• **Input material**:
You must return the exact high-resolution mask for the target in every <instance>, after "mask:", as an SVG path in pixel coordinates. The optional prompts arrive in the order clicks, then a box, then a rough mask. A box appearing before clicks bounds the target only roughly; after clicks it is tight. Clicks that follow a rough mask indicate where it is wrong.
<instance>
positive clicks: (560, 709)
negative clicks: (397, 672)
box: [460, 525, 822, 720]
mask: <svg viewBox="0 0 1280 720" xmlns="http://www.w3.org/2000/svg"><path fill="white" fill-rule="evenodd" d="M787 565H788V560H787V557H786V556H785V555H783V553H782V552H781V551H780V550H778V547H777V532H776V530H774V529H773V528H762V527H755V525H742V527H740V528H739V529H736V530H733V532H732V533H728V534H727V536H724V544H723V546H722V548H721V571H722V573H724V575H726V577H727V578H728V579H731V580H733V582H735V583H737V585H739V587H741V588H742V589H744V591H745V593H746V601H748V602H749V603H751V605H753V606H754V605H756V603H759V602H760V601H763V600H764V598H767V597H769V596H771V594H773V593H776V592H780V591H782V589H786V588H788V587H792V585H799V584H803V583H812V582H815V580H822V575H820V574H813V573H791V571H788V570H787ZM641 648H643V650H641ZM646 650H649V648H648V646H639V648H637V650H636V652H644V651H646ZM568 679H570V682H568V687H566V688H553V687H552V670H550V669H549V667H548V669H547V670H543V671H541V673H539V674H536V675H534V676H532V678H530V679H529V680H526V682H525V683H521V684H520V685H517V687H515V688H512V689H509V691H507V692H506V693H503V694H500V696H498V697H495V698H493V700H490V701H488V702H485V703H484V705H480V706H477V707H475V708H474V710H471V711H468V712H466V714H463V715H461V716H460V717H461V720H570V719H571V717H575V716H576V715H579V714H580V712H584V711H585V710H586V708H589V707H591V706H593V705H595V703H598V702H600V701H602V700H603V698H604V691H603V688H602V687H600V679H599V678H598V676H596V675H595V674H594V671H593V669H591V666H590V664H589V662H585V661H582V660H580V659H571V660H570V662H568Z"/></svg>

• **Try it**:
Copy out the material word for word and line for line.

• **Answer area**:
You must return the exact high-resolution mask for the target in every <instance>, after "mask:", as an SVG path in pixel coordinates. The optional prompts arrive in the order clicks, then a box, then a rough mask. A box appearing before clicks bounds the target only roughly; after clicks it is tight. Clicks that follow a rough mask indicate where it is wrong.
<instance>
positive clicks: (560, 709)
negative clicks: (397, 672)
box: [460, 525, 822, 720]
mask: <svg viewBox="0 0 1280 720" xmlns="http://www.w3.org/2000/svg"><path fill="white" fill-rule="evenodd" d="M787 565H788V560H787V557H786V556H785V555H783V553H782V552H781V551H780V550H778V547H777V532H776V530H774V529H773V528H762V527H755V525H742V527H740V528H739V529H736V530H733V532H732V533H728V534H727V536H724V544H723V546H722V548H721V571H722V573H724V575H726V577H727V578H728V579H731V580H733V582H735V583H737V585H739V587H741V588H742V589H744V591H745V593H746V601H748V602H749V603H751V605H753V606H754V605H756V603H759V602H760V601H763V600H764V598H767V597H769V596H771V594H773V593H776V592H780V591H782V589H786V588H788V587H792V585H799V584H803V583H812V582H815V580H822V575H820V574H813V573H791V571H788V570H787ZM641 648H643V650H641ZM646 650H649V648H648V646H639V648H637V650H636V652H644V651H646ZM568 679H570V682H568V687H566V688H553V687H552V670H550V669H549V667H548V669H547V670H543V671H541V673H539V674H536V675H534V676H532V678H530V679H529V680H526V682H525V683H521V684H520V685H517V687H515V688H512V689H509V691H507V692H506V693H503V694H500V696H498V697H495V698H493V700H490V701H488V702H485V703H484V705H480V706H477V707H475V708H474V710H471V711H468V712H466V714H463V715H461V716H460V717H461V720H570V719H571V717H575V716H576V715H579V714H580V712H584V711H585V710H586V708H589V707H591V706H593V705H595V703H598V702H600V701H602V700H603V698H604V691H603V688H602V687H600V679H599V678H598V676H596V675H595V674H594V671H593V669H591V666H590V664H589V662H585V661H582V660H580V659H571V660H570V662H568Z"/></svg>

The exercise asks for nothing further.